# Your objective
When you come to the line with "Target: mossy tree trunk", begin repeating; continue exactly through the final line of the records and include nothing from before.

# Data excerpts
# # # # # # #
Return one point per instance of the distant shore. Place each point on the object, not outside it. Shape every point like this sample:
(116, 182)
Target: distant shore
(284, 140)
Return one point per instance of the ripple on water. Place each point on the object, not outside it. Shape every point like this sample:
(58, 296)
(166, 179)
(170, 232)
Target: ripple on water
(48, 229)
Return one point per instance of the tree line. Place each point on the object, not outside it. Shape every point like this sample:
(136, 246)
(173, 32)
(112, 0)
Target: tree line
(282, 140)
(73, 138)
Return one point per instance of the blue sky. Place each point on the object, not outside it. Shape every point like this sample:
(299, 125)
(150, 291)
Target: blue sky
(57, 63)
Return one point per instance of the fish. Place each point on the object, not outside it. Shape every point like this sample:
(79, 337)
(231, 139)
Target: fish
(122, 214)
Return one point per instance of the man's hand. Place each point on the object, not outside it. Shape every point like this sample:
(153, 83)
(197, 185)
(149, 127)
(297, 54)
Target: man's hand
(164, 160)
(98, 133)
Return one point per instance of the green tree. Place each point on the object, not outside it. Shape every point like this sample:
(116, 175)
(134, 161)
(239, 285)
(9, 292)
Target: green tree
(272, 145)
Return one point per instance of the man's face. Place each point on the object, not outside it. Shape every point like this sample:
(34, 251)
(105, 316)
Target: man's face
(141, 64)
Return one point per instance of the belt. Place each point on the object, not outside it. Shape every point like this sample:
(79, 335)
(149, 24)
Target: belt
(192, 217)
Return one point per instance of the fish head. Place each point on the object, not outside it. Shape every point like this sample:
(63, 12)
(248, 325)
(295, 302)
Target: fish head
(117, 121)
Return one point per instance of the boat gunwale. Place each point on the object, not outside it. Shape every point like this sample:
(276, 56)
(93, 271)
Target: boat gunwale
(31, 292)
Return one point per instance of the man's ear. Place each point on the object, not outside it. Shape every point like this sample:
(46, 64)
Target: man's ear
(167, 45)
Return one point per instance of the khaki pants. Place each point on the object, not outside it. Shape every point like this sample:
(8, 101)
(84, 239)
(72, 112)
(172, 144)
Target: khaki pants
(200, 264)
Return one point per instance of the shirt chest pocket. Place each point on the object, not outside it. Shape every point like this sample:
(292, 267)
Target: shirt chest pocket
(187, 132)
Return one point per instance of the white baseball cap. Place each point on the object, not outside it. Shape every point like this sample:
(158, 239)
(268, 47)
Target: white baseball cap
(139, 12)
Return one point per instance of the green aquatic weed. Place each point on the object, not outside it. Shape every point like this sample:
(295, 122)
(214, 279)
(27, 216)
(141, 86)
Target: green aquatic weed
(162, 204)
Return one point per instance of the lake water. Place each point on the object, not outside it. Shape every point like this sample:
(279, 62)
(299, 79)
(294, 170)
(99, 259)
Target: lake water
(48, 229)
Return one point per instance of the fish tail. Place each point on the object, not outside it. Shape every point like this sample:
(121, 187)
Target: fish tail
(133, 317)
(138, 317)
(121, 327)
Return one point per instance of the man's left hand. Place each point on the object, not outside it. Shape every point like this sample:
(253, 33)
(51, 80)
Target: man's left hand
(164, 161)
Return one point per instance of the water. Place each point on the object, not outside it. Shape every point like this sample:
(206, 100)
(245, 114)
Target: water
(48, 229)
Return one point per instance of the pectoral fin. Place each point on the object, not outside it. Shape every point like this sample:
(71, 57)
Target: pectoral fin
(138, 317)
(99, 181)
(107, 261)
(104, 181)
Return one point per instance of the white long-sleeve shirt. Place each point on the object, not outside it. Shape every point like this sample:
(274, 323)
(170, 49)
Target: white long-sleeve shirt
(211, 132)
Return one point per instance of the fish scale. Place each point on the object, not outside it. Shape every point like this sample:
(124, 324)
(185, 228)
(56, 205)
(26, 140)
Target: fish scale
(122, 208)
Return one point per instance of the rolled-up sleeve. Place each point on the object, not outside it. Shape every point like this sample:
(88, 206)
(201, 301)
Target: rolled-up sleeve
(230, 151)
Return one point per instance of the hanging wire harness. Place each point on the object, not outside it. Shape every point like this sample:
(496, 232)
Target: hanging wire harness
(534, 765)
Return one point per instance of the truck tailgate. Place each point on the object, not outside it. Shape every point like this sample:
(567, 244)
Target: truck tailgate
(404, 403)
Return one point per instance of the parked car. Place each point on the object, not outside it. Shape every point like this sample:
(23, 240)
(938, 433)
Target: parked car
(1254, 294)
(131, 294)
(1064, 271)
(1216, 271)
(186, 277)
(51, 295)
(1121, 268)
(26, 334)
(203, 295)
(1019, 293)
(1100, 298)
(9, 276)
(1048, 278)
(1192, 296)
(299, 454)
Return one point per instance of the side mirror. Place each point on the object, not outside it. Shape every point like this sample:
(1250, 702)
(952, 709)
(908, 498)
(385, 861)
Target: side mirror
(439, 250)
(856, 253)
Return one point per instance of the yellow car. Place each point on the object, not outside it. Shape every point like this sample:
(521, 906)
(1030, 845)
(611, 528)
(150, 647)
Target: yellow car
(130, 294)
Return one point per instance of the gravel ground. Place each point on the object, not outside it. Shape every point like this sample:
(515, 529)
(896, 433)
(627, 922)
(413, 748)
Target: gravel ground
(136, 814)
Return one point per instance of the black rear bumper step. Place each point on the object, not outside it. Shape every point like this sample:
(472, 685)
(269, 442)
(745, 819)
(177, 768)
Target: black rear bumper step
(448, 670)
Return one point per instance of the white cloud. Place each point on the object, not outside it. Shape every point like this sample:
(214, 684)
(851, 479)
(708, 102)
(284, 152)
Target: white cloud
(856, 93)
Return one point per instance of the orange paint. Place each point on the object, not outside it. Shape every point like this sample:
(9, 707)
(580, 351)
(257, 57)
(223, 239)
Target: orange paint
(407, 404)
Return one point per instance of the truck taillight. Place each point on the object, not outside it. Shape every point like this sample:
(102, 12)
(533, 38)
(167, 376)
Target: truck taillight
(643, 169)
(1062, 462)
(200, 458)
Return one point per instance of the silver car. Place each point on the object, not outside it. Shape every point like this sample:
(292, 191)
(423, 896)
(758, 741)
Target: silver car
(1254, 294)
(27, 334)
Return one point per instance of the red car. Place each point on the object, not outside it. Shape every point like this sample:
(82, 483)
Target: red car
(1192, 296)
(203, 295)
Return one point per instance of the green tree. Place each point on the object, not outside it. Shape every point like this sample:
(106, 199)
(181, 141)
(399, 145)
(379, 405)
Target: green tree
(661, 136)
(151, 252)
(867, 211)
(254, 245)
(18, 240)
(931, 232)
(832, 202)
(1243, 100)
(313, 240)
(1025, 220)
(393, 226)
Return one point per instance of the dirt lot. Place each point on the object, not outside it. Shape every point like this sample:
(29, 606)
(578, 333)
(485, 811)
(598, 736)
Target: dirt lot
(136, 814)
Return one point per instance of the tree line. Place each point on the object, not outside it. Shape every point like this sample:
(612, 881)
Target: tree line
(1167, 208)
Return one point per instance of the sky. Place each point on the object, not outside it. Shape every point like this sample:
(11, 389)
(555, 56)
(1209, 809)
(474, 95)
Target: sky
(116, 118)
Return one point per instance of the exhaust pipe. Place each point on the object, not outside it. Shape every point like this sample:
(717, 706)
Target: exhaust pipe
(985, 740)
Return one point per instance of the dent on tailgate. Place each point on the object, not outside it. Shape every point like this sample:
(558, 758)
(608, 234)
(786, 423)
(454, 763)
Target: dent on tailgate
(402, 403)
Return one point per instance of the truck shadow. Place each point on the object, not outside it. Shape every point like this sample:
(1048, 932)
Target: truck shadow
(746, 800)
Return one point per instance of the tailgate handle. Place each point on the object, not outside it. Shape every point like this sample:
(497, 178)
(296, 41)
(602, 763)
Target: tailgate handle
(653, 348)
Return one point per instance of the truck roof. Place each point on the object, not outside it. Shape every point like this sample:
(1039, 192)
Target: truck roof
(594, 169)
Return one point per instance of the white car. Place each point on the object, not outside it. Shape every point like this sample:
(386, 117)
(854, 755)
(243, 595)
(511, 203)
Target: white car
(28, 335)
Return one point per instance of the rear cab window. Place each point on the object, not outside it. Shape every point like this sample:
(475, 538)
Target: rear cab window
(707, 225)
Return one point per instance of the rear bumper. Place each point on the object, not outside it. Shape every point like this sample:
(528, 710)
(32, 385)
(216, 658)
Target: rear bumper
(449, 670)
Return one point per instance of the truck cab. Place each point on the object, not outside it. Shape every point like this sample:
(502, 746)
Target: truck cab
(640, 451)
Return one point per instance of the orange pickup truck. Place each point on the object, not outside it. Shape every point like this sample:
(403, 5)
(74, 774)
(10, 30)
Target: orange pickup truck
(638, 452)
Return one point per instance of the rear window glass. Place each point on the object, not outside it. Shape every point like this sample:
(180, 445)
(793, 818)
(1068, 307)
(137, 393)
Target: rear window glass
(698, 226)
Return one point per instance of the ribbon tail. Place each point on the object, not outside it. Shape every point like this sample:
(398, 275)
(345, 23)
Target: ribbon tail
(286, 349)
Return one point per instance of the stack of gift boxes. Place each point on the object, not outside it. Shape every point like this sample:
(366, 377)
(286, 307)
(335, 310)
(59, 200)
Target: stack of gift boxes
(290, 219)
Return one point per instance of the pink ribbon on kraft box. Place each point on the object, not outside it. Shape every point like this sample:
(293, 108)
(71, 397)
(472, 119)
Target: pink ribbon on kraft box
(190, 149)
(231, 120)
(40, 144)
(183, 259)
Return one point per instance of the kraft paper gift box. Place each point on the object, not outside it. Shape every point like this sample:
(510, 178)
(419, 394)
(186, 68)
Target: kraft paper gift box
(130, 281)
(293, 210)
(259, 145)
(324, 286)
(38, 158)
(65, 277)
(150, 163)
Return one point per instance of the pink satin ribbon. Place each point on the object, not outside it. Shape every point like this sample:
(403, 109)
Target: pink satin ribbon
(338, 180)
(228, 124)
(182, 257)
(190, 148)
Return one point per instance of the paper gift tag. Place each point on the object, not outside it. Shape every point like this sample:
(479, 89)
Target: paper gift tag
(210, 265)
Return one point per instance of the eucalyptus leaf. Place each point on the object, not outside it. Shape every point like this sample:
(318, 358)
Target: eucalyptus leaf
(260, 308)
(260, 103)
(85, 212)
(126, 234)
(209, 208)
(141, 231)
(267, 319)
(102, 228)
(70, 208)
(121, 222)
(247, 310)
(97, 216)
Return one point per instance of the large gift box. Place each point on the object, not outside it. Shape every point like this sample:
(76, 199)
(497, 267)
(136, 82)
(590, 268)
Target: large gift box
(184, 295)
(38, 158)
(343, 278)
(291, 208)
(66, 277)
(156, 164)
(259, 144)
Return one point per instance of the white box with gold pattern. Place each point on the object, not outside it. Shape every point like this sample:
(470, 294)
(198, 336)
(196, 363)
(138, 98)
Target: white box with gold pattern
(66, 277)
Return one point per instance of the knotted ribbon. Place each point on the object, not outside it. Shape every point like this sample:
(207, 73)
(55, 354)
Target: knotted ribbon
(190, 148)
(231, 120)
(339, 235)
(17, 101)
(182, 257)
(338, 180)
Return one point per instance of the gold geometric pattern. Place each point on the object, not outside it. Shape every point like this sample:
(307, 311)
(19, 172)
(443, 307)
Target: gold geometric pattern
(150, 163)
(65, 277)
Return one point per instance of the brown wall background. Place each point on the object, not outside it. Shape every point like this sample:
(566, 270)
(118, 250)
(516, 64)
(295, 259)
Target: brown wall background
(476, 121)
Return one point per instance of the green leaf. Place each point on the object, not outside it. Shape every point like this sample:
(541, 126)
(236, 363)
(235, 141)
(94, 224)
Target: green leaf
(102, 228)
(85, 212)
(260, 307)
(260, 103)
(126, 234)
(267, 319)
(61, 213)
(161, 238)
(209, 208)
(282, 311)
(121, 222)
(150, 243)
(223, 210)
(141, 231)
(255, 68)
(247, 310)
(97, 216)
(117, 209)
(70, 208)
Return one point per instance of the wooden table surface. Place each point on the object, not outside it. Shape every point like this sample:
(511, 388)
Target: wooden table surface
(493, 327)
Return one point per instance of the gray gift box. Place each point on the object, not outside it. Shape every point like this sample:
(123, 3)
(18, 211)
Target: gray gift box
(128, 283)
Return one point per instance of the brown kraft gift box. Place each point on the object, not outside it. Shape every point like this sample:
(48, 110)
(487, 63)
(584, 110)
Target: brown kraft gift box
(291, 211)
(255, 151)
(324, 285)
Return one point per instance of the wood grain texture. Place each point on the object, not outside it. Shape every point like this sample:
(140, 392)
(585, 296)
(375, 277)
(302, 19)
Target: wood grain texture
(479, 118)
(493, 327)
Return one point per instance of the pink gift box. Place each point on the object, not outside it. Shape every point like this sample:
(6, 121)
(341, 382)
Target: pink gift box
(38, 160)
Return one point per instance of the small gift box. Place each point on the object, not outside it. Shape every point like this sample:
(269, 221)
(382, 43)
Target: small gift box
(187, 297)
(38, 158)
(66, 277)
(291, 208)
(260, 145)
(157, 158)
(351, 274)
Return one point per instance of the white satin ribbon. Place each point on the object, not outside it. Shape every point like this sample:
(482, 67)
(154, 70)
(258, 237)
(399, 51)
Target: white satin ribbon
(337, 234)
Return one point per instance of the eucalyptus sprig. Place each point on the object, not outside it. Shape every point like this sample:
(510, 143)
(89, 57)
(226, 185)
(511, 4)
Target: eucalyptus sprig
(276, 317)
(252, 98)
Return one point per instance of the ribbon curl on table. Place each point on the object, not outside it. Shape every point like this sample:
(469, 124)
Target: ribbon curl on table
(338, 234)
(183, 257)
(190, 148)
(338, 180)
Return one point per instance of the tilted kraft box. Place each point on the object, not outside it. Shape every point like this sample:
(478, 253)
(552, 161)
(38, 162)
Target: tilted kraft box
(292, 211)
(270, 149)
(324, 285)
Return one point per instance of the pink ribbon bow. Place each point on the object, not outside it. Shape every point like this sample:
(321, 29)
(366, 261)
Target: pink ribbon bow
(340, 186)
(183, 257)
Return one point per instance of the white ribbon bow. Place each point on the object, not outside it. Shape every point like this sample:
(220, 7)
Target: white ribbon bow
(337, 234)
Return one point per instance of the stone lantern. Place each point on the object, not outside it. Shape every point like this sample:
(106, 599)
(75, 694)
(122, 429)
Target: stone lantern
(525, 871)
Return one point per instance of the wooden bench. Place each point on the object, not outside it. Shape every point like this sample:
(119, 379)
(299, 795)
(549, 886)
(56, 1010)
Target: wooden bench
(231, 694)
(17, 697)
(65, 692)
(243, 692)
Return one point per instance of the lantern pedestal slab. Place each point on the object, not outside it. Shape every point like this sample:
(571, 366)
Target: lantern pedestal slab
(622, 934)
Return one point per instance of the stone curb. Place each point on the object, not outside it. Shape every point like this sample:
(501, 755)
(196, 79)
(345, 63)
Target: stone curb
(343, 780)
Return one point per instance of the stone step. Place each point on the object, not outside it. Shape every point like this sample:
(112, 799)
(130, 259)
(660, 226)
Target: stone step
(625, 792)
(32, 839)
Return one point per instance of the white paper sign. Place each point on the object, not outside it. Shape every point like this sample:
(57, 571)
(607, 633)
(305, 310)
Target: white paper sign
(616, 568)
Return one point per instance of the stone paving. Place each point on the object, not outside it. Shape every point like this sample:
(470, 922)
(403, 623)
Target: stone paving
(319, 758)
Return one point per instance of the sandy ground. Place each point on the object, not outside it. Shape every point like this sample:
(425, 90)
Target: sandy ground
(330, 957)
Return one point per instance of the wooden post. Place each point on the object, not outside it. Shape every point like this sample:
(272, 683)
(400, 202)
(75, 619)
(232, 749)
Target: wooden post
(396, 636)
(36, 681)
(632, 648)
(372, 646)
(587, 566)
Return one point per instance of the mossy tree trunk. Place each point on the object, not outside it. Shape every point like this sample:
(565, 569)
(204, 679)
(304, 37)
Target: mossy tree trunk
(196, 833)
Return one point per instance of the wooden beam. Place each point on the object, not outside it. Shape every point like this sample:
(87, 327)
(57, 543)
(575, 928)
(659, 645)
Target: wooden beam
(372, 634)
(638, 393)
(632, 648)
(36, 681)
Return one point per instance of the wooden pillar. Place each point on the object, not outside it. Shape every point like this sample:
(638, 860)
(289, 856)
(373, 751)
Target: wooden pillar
# # # # # # #
# Problem solution
Target: mossy tree trunk
(196, 833)
Return one point per instance of the wooden beam. Place each point on the object, not outside it. Shape every point like this sample:
(87, 327)
(57, 543)
(575, 928)
(659, 645)
Target: wooden beam
(372, 634)
(638, 393)
(632, 648)
(36, 681)
Return one point per instance of the wooden pillar. Place each point on the object, not outside it. Shape every point like this sample:
(638, 860)
(289, 856)
(373, 751)
Target: wooden pillar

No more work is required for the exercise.